> EXCERPT:

Berry went on to be the on-air engineer for Willard Scott and Ed Walker on their insanely funny Joy Boys radio show on WRC. He moved to NBC Radio in 1972 where he became a design construction engineer, designing and building studios. He also worked as a field producer. Berry left NBC in 1996.

He joined the new Fox News Network in Washington and, along with three others, put together the entire technical operation virtually from scratch. “We built three control rooms and studios in New York City and three studios and two control rooms here on Capitol Hill in Washington in the summer of ’96. It was a whirlwind of activity.” Today Mike Berry is the director of operations and engineering for Fox News.

“When I discovered WRGW, I was in heaven. I had always wanted to try my hand at radio and had a lot of fun.”—Michael DeLugg

© Michael Matsil

Michael Delugg of New York City entered GW as a freshman in 1966. “I picked GW because I always loved D.C., and I just felt more comfortable there,” he said. “When I discovered WRGW, I was in heaven. I had always wanted to try my hand at radio and had a lot of fun, mostly deejaying at night.”

> SUPPLIED ENTRIES:

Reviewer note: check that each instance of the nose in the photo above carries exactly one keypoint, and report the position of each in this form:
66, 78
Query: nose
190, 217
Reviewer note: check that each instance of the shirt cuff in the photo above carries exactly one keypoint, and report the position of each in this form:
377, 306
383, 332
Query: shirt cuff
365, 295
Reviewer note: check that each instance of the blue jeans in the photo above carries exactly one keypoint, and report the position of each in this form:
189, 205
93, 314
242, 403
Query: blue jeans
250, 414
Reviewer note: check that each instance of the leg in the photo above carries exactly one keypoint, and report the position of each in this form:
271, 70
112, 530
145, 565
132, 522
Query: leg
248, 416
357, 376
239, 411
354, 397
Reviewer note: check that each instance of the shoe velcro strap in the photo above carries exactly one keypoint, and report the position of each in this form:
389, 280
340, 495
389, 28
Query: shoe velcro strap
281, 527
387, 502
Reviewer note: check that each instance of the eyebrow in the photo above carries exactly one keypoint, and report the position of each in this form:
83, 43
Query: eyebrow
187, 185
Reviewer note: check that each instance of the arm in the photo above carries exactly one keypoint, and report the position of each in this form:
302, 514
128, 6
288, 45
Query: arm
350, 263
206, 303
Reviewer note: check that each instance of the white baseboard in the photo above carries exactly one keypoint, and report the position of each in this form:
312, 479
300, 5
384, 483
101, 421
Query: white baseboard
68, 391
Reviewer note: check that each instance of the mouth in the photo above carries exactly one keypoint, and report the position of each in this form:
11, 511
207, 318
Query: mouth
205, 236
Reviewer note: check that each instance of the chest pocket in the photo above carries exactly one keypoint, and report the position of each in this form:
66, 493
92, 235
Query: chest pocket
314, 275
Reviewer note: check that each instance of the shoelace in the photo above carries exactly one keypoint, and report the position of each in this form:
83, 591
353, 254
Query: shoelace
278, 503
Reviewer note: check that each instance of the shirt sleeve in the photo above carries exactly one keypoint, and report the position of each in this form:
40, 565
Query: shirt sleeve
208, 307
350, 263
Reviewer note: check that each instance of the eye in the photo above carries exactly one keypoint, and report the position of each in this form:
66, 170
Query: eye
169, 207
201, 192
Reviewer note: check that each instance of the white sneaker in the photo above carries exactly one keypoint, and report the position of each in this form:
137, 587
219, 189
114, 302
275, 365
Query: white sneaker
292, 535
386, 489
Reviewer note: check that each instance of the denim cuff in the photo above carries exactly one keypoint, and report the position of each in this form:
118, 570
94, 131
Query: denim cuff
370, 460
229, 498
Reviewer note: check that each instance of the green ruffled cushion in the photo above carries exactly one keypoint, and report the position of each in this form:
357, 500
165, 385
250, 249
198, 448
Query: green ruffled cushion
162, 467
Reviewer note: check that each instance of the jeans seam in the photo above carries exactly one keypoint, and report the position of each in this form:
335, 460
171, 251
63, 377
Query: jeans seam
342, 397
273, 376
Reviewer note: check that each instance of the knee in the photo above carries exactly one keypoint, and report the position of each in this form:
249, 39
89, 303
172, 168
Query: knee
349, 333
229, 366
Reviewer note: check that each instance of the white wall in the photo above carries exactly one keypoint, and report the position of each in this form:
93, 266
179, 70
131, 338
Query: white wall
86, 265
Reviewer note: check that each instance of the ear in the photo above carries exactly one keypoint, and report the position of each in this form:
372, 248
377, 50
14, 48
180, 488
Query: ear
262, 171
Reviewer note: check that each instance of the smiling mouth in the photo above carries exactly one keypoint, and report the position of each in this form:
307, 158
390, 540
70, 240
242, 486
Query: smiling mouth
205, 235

> THE PROBLEM: Rewrite the excerpt between "He joined the" and "for Fox News.", inclusive, changing "whirlwind" to "flurry".

> EXERCISE RESULT:
He joined the new Fox News Network in Washington and, along with three others, put together the entire technical operation virtually from scratch. “We built three control rooms and studios in New York City and three studios and two control rooms here on Capitol Hill in Washington in the summer of ’96. It was a flurry of activity.” Today Mike Berry is the director of operations and engineering for Fox News.